Entries taken from a collection:
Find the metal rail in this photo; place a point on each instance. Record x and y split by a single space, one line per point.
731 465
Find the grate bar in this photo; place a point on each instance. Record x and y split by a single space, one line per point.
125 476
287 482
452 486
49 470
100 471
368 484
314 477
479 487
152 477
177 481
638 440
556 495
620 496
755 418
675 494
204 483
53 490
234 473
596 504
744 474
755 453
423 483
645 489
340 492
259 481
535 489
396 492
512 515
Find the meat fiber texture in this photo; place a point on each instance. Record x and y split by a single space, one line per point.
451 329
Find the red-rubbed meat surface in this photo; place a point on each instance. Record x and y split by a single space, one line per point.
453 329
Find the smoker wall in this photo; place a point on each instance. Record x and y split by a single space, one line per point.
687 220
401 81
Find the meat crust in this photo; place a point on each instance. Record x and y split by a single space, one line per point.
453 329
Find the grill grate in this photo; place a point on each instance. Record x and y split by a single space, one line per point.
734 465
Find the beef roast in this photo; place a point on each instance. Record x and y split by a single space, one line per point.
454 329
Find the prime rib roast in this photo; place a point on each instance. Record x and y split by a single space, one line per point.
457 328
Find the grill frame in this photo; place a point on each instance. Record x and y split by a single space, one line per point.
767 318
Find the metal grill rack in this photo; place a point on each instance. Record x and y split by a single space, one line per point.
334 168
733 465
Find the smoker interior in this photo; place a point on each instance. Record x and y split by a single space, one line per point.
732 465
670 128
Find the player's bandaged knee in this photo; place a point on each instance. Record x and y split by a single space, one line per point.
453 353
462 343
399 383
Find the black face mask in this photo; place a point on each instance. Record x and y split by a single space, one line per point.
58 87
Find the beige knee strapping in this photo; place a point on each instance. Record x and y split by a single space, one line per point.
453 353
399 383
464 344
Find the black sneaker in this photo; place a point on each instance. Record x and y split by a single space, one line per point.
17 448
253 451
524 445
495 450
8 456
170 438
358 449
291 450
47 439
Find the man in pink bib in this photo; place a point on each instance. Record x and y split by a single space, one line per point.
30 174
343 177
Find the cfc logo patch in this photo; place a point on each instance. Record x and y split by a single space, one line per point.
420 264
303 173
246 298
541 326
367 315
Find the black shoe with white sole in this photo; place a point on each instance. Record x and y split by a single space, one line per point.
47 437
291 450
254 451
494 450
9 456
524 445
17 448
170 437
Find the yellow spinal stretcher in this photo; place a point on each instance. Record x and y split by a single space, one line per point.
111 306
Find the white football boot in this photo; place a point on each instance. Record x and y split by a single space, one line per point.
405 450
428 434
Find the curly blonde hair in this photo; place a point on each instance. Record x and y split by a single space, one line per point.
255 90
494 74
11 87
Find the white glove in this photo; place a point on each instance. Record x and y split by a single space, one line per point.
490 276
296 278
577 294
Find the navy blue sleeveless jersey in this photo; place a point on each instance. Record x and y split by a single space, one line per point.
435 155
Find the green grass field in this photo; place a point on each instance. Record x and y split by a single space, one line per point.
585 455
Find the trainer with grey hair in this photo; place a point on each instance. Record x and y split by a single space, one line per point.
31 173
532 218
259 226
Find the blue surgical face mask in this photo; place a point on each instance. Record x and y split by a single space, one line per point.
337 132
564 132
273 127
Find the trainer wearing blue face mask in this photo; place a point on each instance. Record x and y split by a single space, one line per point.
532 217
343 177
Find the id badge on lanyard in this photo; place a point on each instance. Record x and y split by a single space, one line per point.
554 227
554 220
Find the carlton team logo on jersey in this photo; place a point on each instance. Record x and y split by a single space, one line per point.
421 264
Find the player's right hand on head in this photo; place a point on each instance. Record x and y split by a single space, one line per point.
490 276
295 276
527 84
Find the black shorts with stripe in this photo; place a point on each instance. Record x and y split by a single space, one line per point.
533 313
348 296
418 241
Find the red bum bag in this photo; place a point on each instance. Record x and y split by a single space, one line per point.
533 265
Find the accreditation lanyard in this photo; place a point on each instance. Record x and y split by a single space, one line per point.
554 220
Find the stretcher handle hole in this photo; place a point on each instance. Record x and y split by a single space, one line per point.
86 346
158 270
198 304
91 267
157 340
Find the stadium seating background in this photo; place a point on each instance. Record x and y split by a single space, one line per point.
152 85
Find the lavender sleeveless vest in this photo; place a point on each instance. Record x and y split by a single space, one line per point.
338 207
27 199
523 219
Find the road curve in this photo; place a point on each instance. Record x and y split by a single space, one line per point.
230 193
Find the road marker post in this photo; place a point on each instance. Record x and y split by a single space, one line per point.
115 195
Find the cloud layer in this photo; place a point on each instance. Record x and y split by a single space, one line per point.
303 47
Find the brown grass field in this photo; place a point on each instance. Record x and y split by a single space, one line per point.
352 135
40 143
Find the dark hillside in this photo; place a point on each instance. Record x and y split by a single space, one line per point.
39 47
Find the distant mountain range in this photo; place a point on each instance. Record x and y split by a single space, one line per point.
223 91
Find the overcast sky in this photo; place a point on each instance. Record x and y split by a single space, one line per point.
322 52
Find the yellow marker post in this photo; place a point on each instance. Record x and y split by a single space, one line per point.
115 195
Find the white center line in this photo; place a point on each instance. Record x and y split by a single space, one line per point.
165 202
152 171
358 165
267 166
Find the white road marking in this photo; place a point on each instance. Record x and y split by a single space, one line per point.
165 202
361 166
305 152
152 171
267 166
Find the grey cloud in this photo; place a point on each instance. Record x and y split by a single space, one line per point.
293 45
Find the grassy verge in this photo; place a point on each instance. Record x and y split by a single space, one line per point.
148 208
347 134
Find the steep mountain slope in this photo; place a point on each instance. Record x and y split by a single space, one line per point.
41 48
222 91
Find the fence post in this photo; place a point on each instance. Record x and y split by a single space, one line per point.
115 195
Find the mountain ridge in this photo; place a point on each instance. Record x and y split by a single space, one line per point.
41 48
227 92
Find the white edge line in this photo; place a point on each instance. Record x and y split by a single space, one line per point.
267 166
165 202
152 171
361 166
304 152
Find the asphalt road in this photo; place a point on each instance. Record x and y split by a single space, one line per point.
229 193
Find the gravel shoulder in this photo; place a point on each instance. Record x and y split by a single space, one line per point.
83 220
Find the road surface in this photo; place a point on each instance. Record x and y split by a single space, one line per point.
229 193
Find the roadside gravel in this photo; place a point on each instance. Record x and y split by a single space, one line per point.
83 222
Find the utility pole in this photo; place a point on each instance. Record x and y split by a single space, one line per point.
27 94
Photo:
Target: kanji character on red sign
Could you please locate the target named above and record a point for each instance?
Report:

EXERCISE PROMPT >> What do the records say? Quote them all exactly.

THE REPLY >>
Find the metal rail in this photo; place a point on each instance. Record x and y split by a single space, one line per point.
731 465
Find the grate bar in this photo; place a point on each instance. Record x and y split by a single space, one line per point.
125 476
287 482
452 486
49 470
100 471
368 484
314 477
479 487
152 477
177 481
638 440
556 495
620 496
755 418
675 494
204 483
53 490
234 473
596 504
744 474
755 453
423 483
645 489
340 492
259 481
535 489
396 492
512 515
Find the meat fiber texture in this photo; place a point on each instance. Record x and y split by a single space, one line per point.
451 329
Find the red-rubbed meat surface in this photo; place a point on each instance. Record x and y split by a single space, one line per point.
453 329
Find the smoker wall in this photo; place a point on each instance. Record x and y split by a single space, one line per point.
687 220
401 81
Find the meat crust in this photo; place a point on each instance. Record x and y split by a single space, one line per point.
453 329
Find the grill grate in this photo; place a point on each instance. Record x and y split by a single space, one line per point.
734 465
Find the beef roast in this photo; place a point on each instance. Record x and y split by a single space, one line per point.
454 329
Find the prime rib roast in this photo; place a point on each instance. Record x and y split by a single space, one line per point.
457 328
Find the grill frame in this photo; place a point on each instance. Record x and y split by a single space, one line per point.
767 318
Find the metal grill rack in this photo; place a point on each instance. Record x and y split by a single space, one line per point.
334 168
733 465
Find the smoker interior in this photo; place a point on each instance. Record x and y split by a single space, one line per point.
732 465
670 128
Find the player's bandaged knee in this photo; place a point on each instance. Record x and y split by a single space, one line per point.
453 353
462 343
399 383
Find the black face mask in this photo; place a point on each instance. Record x and y split by a single space, one line per point.
58 87
Find the beige knee strapping in this photo; place a point on each instance. Record x and y split by a single space, one line per point.
453 353
399 383
464 344
Find the black sneaker in this photo; place a point on each instance. Record x and y split by a single space, one line per point.
17 448
253 451
524 445
495 450
8 456
170 438
358 449
291 450
47 439
Find the man in pink bib in this photo; place a point on each instance. Record x and y split by a single space, one line per point.
30 174
343 177
Find the cfc logo patch in this photo; place a point on each instance. Record x and y split by a single space, one line per point.
420 264
303 173
246 298
541 326
367 315
Find the black shoe with white sole in this photo; place a point on each instance. Record x and y split by a single space, one line per point.
47 437
291 450
254 451
494 450
9 456
524 445
17 448
170 437
Find the yellow spinal stretcher in this photo; place a point on each instance. Record x and y split by a single space, one line per point.
111 306
Find the white football boot in this photo; place a point on each instance. Record x and y split by a single space, one line per point.
405 450
428 434
Find the curly blonde hair in this photo; place a point on each instance. Record x and y split by a single space, one line per point.
255 90
494 74
11 87
Find the white glove in this photo; place a point on each instance. Record x and y split by a single space, one line per point.
490 276
296 278
577 294
Find the navy blue sleeveless jersey in this photo; place a point on each instance. Record x and y split by a single space, one line per point.
435 155
Find the green grass field in this photo; place a point on each instance. Record x and y split by a single space, one line per point.
585 455
Find the trainer with grey hair in this photo; place a point on each instance. Record x and y split by a single space, one line per point.
31 173
532 218
259 226
Find the blue surgical face mask in this photo; place a point on each instance. Record x and y split by a single space, one line per point.
337 132
564 132
273 127
Find the trainer wearing blue face mask in this photo; place a point on each instance. Record x and y split by a single space, one line per point.
532 217
343 177
Find the id badge on lanyard in this photo; place a point on each instance. Record x and y split by a single space, one line per point.
554 227
554 220
Find the carlton team logo on jersey in this photo; place a point on each instance. Record x and y split by a single space, one line per point.
421 264
Find the player's right hand on head in this photo; place a point on each instance. Record x and y split by a single space, one line per point.
490 276
295 276
527 84
Find the black shorts with stripe in this photo; place a point on each instance. Record x and y split by a single space, one line per point.
533 313
348 296
418 241
Find the red bum bag in this photo; place a point on each instance. Record x and y split by a single space, one line per point.
533 265
Find the accreditation lanyard in this photo; place a point on each instance. Record x and y split by a single space, one line per point.
554 220
Find the stretcher handle hole in this photo; place a point on each instance. Record x and y split by a single space, one line per point.
86 346
158 270
198 304
91 267
157 340
Find the stadium seating background in this photo; place a point on each instance. Record x and y split by a single space, one line per point.
152 85
Find the lavender sleeveless vest in this photo; place a point on each instance. Record x and y split by a single space, one line per point.
338 207
27 199
523 219
Find the road curve in this photo; place a point on each instance. Record x and y split by a single space, one line per point.
230 193
Find the road marker post in this photo; place a point on each instance. Record x and y split by a single space, one line per point.
115 195
Find the cloud layer in this photo; place a point on each instance. Record x and y split by a single space, one line per point.
303 47
Find the brown grass field in this photo; place a point on each instance. Record x and y split by a single space, one line per point.
352 135
40 143
Find the dark hillside in this photo; place a point on each instance. Record x and y split by a single space, one line per point.
39 47
Find the distant mountain range in this photo; place a point on each instance. Record x and y split by a single space, one line per point.
223 91
Find the overcast sky in this photo; place a point on each instance. Record x and y split by a single space, one line per point.
322 52
Find the yellow marker post in this photo; place a point on each instance. Record x and y split by a single space, one line per point.
115 195
Find the white center line in this photo; place a point on each instance. Record x and y split by a single space, one line per point.
165 202
152 171
358 165
267 166
Find the white road marking in this photo; place a point on each instance. Record x and y split by a single space, one line per point.
165 202
361 166
305 152
152 171
267 166
Find the grey cloud in this photo; place a point on each instance. Record x and y split by a single space, one line per point.
293 45
Find the grassy verge in this photo; place a point on each instance. Record x and y split by a single space, one line per point.
148 208
347 134
Find the steep mountain slope in this photo; place a point on each instance. Record x and y split by a single space, one line per point.
41 48
222 91
Find the fence post in this photo; place a point on each instance. Record x and y split by a single space, one line per point.
115 195
Find the mountain ridge in this photo; place a point on each instance. Record x and y split by a single space, one line per point.
41 48
227 92
Find the white edge line in this photo; place a point on each instance. Record x and y split by a single space, one line per point.
267 166
165 202
152 171
361 166
304 152
Find the asphalt road in this photo; place a point on each instance. Record x and y split by a single space, one line per point.
229 193
Find the gravel shoulder in this photo; place a point on each instance. Record x and y split by a single space, one line per point.
83 220
Find the road surface in this photo; place a point on each instance. Record x and y split by a single space, one line per point.
229 193
Find the roadside gravel in this photo; place a point on each instance. Record x and y split by a single space, one line per point.
83 222
Find the utility pole in this photo; place a point on each instance. Record x and y split by a single space, one line per point.
27 94
Photo:
Target: kanji character on red sign
Could you please locate the target named above and record a point for each instance?
Report:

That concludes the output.